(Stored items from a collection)
******
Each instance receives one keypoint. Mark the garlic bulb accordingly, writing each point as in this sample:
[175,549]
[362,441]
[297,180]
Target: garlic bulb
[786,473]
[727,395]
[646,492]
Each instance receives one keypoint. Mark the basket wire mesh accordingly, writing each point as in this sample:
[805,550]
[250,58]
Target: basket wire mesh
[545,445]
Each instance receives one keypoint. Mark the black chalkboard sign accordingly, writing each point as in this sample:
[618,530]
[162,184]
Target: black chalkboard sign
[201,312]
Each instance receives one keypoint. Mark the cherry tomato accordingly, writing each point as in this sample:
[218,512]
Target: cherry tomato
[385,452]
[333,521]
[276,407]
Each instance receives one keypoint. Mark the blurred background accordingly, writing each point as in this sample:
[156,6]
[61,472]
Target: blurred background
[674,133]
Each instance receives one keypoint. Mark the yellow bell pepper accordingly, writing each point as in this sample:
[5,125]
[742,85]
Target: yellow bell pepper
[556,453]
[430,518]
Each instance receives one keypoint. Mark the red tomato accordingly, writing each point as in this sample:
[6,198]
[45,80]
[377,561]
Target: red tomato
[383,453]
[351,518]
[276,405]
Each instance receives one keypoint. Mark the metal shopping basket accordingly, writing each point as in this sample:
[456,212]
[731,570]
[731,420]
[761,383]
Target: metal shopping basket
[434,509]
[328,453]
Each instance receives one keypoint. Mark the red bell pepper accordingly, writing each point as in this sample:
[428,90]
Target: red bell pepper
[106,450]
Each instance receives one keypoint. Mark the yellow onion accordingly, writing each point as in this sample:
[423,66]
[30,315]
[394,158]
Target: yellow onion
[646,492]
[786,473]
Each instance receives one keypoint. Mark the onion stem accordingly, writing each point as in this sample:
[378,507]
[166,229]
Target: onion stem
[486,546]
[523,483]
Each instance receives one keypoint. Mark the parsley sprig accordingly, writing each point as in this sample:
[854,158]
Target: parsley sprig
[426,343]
******
WHAT THE TASK ASKS —
Copy out the whole listing, exactly as written.

RESULT OF THE TASK —
Each instance receives one keypoint. Mark the garlic bulb accordingly, writing each point as in this sample:
[175,549]
[362,441]
[297,180]
Target: garlic bulb
[786,473]
[727,395]
[646,492]
Each instance receives one keypoint. Mark the basket wire mesh accordingly, writing each point as in this sample:
[805,550]
[250,58]
Target: basket wire mesh
[545,445]
Each instance receives one keypoint. Mark the black chalkboard sign accordingly, writing each point as in this sample:
[618,530]
[162,184]
Target: black chalkboard sign
[201,312]
Each instance receives one keypoint. Mark the cherry tomato accordingly, writing each point as in this sample:
[218,512]
Target: cherry tomato
[385,452]
[333,521]
[276,407]
Each instance receives one keypoint. Mark the blurred background accordingly, writing each point as in this sample:
[156,6]
[61,472]
Target: blurred background
[674,133]
Each instance receives one keypoint. Mark the yellow bell pepper accordingly, writing each point as in this sample:
[5,125]
[742,85]
Target: yellow bell pepper
[556,453]
[430,518]
Each instance receives one keypoint. Mark the red tomato accordingly, writing each point as in this sample:
[6,198]
[45,80]
[377,561]
Target: red tomato
[383,453]
[351,518]
[276,405]
Each instance receives one keypoint. Mark the metal shopping basket accordingly, writing each point as in this sample:
[456,212]
[731,570]
[731,420]
[761,383]
Target: metal shopping basket
[434,509]
[328,453]
Each instance receives one keypoint. Mark the red bell pepper accordingly, writing each point as in this sample:
[428,90]
Target: red bell pepper
[106,450]
Each instance receives one keypoint. Mark the yellow onion accordingly, writing each point as in this sample:
[423,66]
[30,315]
[394,158]
Target: yellow onion
[646,492]
[786,473]
Each instance receives one keypoint. Mark the onion stem accordingly, writing each point as in this sample:
[378,507]
[166,229]
Target: onion stem
[486,546]
[523,483]
Each instance receives one keypoint. Mark the parsley sprig accordingly, writing each point as in this sample:
[854,158]
Target: parsley sprig
[426,343]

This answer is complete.